阿富汗的鸦片战争

2011-12-29 00:00:00彭永清
世界文化 2011年11期


  阿富汗的鸦片产量居世界首位。由于农户非法种植鸦片原料罂粟无法根绝,政府正在展开消灭鸦片之战。
  男子的右手没有中指。这位男子是阿富汗东北部巴达赫尚省的警官阿卡·努尔-金托兹准将。4年前,金托兹奉命执行消灭罂粟田的任务。他说:“那是刚开始执行消灭罂粟任务时,在毁掉一块罂粟田后,自己的车就被遥控炸弹炸上了天。”然后,他又挽起自己的右边的衬衣袖子露出手腕,上面满是刀切般的伤痕。从那以后,他不知收到多少次死亡威胁。而且,他的部下也被种植罂粟的农家女子或孩子投石子,甚至用来推平罂粟田的拖拉机也被农户放火焚烧。然而,金托兹为了表明他并不惧怕毒品走私分子,也不会向他们示弱,他骄傲地举起右手让我看。
  消灭罂粟田之战
  阿富汗85%的人口从事农业,这个国家的经济主要依靠来自希望与反政府武装塔利班断绝关系的欧美各国的经济援助和走私鸦片,而后者也是塔利班武装的重要后盾,他们利用贩卖毒品得到的金钱来袭击欧美派遣部队。严重依赖这两种性质截然相反的收入来源,是阿富汗国内的残酷现实。

● **记录**
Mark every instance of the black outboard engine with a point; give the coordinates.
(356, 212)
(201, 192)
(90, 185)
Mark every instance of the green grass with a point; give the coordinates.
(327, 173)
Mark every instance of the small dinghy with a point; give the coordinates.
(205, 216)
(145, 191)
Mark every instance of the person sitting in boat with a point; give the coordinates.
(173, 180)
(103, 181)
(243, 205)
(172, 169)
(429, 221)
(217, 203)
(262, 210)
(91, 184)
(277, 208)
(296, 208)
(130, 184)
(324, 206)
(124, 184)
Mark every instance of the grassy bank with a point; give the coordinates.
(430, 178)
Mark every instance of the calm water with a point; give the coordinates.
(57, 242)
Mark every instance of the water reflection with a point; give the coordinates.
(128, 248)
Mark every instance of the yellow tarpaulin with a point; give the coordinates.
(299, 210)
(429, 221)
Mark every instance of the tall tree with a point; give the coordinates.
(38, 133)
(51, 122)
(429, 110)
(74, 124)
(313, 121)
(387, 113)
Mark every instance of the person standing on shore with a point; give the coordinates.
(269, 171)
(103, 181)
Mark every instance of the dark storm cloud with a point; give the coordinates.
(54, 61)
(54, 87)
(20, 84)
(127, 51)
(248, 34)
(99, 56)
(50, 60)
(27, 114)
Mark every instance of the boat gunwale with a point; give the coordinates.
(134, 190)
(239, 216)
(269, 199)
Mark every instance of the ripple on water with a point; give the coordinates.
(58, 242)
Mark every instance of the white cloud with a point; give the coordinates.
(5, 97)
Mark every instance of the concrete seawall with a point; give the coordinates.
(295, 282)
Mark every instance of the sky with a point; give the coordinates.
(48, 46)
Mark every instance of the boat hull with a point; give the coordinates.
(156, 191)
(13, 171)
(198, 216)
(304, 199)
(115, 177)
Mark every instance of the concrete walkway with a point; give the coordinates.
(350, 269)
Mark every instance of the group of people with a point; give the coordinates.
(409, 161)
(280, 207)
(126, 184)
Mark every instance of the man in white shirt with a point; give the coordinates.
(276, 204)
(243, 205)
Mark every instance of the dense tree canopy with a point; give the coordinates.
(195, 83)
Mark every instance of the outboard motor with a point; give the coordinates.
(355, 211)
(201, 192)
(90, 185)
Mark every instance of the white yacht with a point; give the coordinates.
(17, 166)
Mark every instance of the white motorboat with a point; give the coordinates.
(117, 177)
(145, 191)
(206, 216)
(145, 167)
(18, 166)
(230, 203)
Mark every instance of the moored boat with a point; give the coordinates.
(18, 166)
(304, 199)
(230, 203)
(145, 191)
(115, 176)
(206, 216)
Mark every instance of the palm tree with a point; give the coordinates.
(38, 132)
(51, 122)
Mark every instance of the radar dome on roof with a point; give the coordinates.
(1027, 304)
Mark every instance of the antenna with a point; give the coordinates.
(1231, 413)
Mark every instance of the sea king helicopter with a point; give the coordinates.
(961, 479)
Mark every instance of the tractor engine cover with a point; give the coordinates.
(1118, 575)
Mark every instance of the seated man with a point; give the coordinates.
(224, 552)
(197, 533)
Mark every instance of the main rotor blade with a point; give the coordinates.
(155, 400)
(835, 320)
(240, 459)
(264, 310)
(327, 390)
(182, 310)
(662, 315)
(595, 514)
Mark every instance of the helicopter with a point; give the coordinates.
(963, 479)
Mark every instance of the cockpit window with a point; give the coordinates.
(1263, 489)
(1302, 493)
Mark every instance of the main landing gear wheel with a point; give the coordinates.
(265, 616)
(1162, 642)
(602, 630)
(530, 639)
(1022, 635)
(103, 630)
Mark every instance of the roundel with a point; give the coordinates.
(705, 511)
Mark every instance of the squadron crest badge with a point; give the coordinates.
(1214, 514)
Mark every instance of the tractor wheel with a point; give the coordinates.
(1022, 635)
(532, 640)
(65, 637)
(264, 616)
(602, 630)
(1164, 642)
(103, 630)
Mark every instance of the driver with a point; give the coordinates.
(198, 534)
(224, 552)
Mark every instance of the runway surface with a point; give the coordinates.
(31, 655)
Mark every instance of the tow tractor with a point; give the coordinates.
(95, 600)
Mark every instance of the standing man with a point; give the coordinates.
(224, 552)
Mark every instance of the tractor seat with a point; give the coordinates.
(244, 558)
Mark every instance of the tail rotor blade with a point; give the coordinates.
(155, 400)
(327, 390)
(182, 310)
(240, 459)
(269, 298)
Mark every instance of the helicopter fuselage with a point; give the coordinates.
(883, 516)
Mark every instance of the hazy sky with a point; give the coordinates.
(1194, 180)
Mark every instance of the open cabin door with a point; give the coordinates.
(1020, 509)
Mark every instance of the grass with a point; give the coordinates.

● **任务说明**
请把关于阿富汗鸦片战争的文本中从“男子的右手没有中指。这位男子”到“源,是阿富汗国内的残酷现实。”的部分原样照抄,首尾两处都要包括在内。 请仅依据文本作答。

● **作答区**
男子的右手没有中指。这位男子是阿富汗东北部巴达赫尚省的警官阿卡·努尔-金托兹准将。4年前,金托兹奉命执行消灭罂粟田的任务。他说:“那是刚开始执行消灭罂粟任务时,在毁掉一块罂粟田后,自己的车就被遥控炸弹炸上了天。”然后,他又挽起自己的右边的衬衣袖子露出手腕,上面满是刀切般的伤痕。从那以后,他不知收到多少次死亡威胁。而且,他的部下也被种植罂粟的农家女子或孩子投石子,甚至用来推平罂粟田的拖拉机也被农户放火焚烧。然而,金托兹为了表明他并不惧怕毒品走私分子,也不会向他们示弱,他骄傲地举起右手让我看。
  消灭罂粟田之战
  阿富汗85%的人口从事农业,这个国家的经济主要依靠来自希望与反政府武装塔利班断绝关系的欧美各国的经济援助和走私鸦片,而后者也是塔利班武装的重要后盾,他们利用贩卖毒品得到的金钱来袭击欧美派遣部队。严重依赖这两种性质截然相反的收入来源,是阿富汗国内的残酷现实。